* Aim *
Each entry below is to be duplicated verbatim.
------------------------------------------------
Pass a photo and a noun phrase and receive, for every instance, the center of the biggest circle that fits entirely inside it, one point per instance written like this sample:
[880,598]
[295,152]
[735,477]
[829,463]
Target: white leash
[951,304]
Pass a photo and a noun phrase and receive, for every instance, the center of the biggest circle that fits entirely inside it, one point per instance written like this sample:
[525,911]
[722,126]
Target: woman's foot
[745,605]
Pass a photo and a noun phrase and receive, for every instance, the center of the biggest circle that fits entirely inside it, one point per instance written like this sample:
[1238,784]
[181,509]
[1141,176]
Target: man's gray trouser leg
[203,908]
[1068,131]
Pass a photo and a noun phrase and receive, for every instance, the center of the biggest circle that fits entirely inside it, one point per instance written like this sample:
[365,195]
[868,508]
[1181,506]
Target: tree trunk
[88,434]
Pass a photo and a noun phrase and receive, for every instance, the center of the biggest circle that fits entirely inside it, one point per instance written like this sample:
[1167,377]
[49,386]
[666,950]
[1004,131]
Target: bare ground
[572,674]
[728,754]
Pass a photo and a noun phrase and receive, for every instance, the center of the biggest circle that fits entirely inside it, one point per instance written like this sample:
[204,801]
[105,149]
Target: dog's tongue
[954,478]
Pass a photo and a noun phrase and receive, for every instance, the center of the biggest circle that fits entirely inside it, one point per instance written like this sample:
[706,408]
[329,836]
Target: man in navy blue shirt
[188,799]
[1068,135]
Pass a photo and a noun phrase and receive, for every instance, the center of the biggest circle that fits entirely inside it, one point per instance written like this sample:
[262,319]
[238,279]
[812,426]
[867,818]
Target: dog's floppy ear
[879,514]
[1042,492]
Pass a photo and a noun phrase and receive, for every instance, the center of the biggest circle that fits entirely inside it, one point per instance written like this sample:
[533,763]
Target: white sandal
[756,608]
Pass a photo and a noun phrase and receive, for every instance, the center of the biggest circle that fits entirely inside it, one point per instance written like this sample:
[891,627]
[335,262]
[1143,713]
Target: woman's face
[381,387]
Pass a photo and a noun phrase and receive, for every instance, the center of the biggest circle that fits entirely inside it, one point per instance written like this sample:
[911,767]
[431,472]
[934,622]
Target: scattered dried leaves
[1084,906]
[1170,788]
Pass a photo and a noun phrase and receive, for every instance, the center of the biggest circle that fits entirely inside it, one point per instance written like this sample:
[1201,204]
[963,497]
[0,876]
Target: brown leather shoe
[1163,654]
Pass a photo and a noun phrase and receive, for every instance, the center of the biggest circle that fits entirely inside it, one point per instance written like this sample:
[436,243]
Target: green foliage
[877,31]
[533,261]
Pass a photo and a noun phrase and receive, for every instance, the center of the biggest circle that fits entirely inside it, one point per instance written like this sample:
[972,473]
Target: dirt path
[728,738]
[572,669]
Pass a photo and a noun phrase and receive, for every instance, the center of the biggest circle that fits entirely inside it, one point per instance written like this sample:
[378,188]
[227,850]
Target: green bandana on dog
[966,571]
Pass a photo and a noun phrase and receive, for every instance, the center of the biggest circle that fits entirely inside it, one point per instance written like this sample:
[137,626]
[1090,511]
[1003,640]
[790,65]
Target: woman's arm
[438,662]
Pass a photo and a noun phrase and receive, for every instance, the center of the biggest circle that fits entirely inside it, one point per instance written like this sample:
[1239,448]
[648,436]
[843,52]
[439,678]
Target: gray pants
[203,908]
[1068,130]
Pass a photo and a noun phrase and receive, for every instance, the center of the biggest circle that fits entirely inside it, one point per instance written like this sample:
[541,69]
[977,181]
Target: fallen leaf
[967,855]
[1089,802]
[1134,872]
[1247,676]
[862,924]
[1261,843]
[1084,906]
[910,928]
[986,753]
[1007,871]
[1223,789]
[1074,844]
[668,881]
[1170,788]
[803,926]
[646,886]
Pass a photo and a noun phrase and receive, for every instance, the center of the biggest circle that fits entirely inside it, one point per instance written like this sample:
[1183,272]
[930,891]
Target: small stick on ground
------------------------------------------------
* Reply *
Pass a photo and a noun phrase and receive, for every instance, the center of the biggest circle that fits entirely inside it, one point per instance written like this sample:
[880,598]
[295,152]
[735,477]
[829,463]
Target: white leash
[951,304]
Pass a photo and a noun phrase and receive, for every instance, the center of the biggest circle that fits entirely inside it, one point per instance written like this sample:
[525,911]
[722,126]
Target: woman's foot
[745,605]
Pass a photo and a noun phrase and receive, for every instance, the center of the biggest circle that fits entirely inside it, one point per instance written like this sample:
[1238,784]
[181,509]
[1141,176]
Target: man's gray trouser leg
[203,908]
[1068,131]
Pass a photo and a noun phrase and receive, for every instance, the center of the biggest circle that fits entirely inside it, one point per instance written like this sample:
[365,195]
[868,508]
[1181,506]
Target: tree trunk
[88,434]
Pass a photo and a noun phrase and receive, for every instance, the center of the biggest circle that fits entirely inside it, one point per instance written like this sample:
[1167,377]
[49,386]
[666,950]
[1004,131]
Target: bare ground
[572,674]
[728,754]
Pass a photo and a noun phrase and receive, for every instance, the center of the biggest circle that fits entirely inside it, one point per instance written like this sample:
[204,801]
[105,149]
Target: dog's tongue
[954,478]
Pass a photo and a noun phrase and receive, for every instance, the center of the biggest circle that fits entirely inside it, one point per instance written like this sample:
[706,408]
[329,836]
Target: man in navy blue shirt
[188,799]
[1068,135]
Pass a photo and a noun phrase and receive, for every instance, the center of the biggest circle that fits entirely inside it, one point per instance written like this sample:
[262,319]
[238,279]
[812,426]
[867,818]
Target: dog's floppy ear
[879,514]
[1042,492]
Pass a photo and a noun phrase and receive, for every instance, the center of the biggest circle that fits entirely inside it, one point per instance written like this sample:
[533,763]
Target: white sandal
[756,608]
Pass a photo and a noun phrase and receive, for every instance, the center of the biggest circle that fits entirely inside it, one point per instance written like this sample:
[891,627]
[335,262]
[1143,713]
Target: woman's face
[381,387]
Pass a photo and a noun phrase and receive, for every instance, the center of the biggest circle that fits entirely inside it, one point per instance written like this sample:
[911,767]
[431,472]
[934,622]
Target: scattered dried leaves
[1084,906]
[1170,788]
Pass a photo and a noun phrase and receive, for every instance, the center of the biggest circle that fits entirely inside it, one point per instance written like this sample:
[1201,204]
[963,497]
[0,876]
Target: brown leather shoe
[1163,654]
Pass a photo and a noun phrase and receive, for every instance, the center of the biggest circle that fits entirely inside it, one point per instance written like this sample:
[436,243]
Target: green foliage
[877,31]
[533,261]
Pass a photo and a noun phrase and receive, for every instance, the center of the biggest circle that fits entirely inside it, one point per instance written like this sample:
[972,473]
Target: dirt path
[728,738]
[572,669]
Pass a photo and a noun phrase and receive, for every instance, the center of the biggest circle that fits entirely inside it, one point per instance written like this sample:
[378,188]
[227,850]
Target: green bandana on dog
[966,571]
Pass a photo and a noun phrase and receive, for every instance, the center of the biggest circle that fits entirely inside it, one point per instance written like this sample:
[137,626]
[1090,511]
[1003,640]
[790,65]
Target: woman's arm
[438,662]
Pass a photo and a noun phrase and receive, for every instance, the center of the biggest circle that fits entirely inside it, one point per instance written like this sample:
[1239,448]
[648,436]
[843,52]
[439,678]
Target: gray pants
[203,908]
[1068,130]
Pass a photo and a noun phrase and receive, for every instance, the center of the biggest circle that fits entirely inside it, one point per instance written like this sample:
[541,69]
[977,181]
Target: fallen leaf
[967,855]
[1089,802]
[1134,872]
[1247,676]
[862,924]
[1261,843]
[1084,906]
[910,928]
[986,753]
[1007,871]
[1223,789]
[1074,844]
[668,881]
[1170,788]
[803,926]
[646,886]
Pass a photo and a noun phrase and receive, for every instance, the center of the biggest circle that fits entirely inside it, one point per instance written like this sample:
[1183,272]
[930,891]
Target: small stick on ground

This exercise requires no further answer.